Of the lines below, copy those that hold the word "black".

+---+

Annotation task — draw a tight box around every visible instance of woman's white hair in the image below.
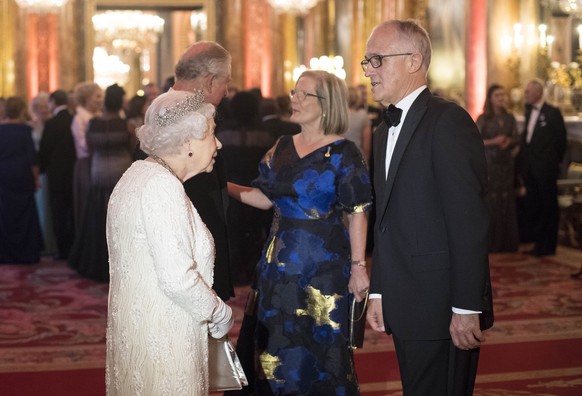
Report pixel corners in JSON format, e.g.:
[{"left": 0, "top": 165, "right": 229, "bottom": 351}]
[{"left": 137, "top": 89, "right": 215, "bottom": 156}]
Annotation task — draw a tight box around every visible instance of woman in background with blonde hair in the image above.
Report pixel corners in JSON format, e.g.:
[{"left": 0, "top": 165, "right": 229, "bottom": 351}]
[{"left": 70, "top": 81, "right": 103, "bottom": 228}]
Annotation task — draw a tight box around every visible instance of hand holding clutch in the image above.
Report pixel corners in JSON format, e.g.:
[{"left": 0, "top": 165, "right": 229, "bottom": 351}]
[{"left": 209, "top": 299, "right": 234, "bottom": 339}]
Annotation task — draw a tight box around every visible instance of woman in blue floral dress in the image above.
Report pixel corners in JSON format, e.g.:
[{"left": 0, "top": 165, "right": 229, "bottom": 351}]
[{"left": 229, "top": 70, "right": 372, "bottom": 395}]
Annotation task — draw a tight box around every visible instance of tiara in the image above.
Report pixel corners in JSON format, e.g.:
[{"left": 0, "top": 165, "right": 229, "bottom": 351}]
[{"left": 155, "top": 90, "right": 205, "bottom": 127}]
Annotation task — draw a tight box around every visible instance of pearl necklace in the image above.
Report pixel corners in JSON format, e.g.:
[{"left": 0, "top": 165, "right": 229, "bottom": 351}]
[{"left": 150, "top": 153, "right": 181, "bottom": 181}]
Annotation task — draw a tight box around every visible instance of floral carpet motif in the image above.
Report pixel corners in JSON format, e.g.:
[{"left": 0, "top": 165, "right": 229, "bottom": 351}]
[
  {"left": 0, "top": 262, "right": 108, "bottom": 372},
  {"left": 1, "top": 247, "right": 582, "bottom": 395}
]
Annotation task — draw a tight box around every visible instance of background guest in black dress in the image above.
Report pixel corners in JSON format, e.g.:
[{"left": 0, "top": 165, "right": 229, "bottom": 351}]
[
  {"left": 70, "top": 82, "right": 103, "bottom": 229},
  {"left": 69, "top": 84, "right": 131, "bottom": 281},
  {"left": 0, "top": 96, "right": 43, "bottom": 264},
  {"left": 476, "top": 83, "right": 520, "bottom": 252},
  {"left": 38, "top": 89, "right": 76, "bottom": 260}
]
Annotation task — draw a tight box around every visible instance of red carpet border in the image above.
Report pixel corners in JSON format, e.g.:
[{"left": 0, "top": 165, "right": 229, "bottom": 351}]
[{"left": 1, "top": 247, "right": 582, "bottom": 395}]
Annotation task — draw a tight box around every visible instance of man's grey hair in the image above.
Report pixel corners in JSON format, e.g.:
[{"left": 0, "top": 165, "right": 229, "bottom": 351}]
[{"left": 174, "top": 41, "right": 231, "bottom": 81}]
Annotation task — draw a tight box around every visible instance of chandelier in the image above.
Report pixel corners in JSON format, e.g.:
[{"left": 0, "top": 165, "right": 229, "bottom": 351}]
[
  {"left": 93, "top": 47, "right": 130, "bottom": 89},
  {"left": 92, "top": 11, "right": 165, "bottom": 51},
  {"left": 267, "top": 0, "right": 320, "bottom": 15},
  {"left": 293, "top": 55, "right": 346, "bottom": 81},
  {"left": 550, "top": 0, "right": 582, "bottom": 16},
  {"left": 14, "top": 0, "right": 69, "bottom": 13}
]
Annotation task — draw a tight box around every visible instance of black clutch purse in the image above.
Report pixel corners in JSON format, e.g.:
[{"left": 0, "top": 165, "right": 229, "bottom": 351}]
[{"left": 348, "top": 292, "right": 369, "bottom": 349}]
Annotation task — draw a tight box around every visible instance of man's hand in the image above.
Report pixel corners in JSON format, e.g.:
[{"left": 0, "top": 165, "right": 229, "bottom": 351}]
[
  {"left": 449, "top": 313, "right": 484, "bottom": 350},
  {"left": 366, "top": 298, "right": 385, "bottom": 332}
]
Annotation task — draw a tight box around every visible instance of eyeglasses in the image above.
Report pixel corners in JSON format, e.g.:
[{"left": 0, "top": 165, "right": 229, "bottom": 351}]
[
  {"left": 290, "top": 89, "right": 325, "bottom": 101},
  {"left": 360, "top": 53, "right": 413, "bottom": 72}
]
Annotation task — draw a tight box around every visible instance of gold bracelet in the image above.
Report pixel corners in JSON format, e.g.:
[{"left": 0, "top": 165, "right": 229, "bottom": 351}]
[{"left": 351, "top": 260, "right": 367, "bottom": 267}]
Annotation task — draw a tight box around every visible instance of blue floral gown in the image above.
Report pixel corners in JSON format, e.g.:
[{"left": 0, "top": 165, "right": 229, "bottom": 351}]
[{"left": 252, "top": 135, "right": 372, "bottom": 395}]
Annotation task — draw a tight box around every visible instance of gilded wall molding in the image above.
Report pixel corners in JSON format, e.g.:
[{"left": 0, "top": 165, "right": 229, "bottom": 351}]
[{"left": 0, "top": 0, "right": 17, "bottom": 97}]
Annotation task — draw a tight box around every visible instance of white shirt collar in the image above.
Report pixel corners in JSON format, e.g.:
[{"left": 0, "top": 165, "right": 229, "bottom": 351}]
[
  {"left": 394, "top": 85, "right": 427, "bottom": 125},
  {"left": 53, "top": 105, "right": 68, "bottom": 116}
]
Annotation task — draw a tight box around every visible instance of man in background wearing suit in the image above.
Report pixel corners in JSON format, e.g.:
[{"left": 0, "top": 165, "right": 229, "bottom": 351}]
[
  {"left": 38, "top": 90, "right": 76, "bottom": 260},
  {"left": 518, "top": 78, "right": 567, "bottom": 257},
  {"left": 172, "top": 41, "right": 235, "bottom": 301},
  {"left": 364, "top": 20, "right": 493, "bottom": 395}
]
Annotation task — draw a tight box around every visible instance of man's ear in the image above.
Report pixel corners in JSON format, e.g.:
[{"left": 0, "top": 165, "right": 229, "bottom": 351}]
[
  {"left": 409, "top": 53, "right": 423, "bottom": 73},
  {"left": 203, "top": 74, "right": 216, "bottom": 94}
]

+---+

## Task solution:
Annotation task — draw a tight box around every visible instance of background guest in black dress in the image above.
Annotation task — draw a tight box around every visible instance of black clutch purse in the image above.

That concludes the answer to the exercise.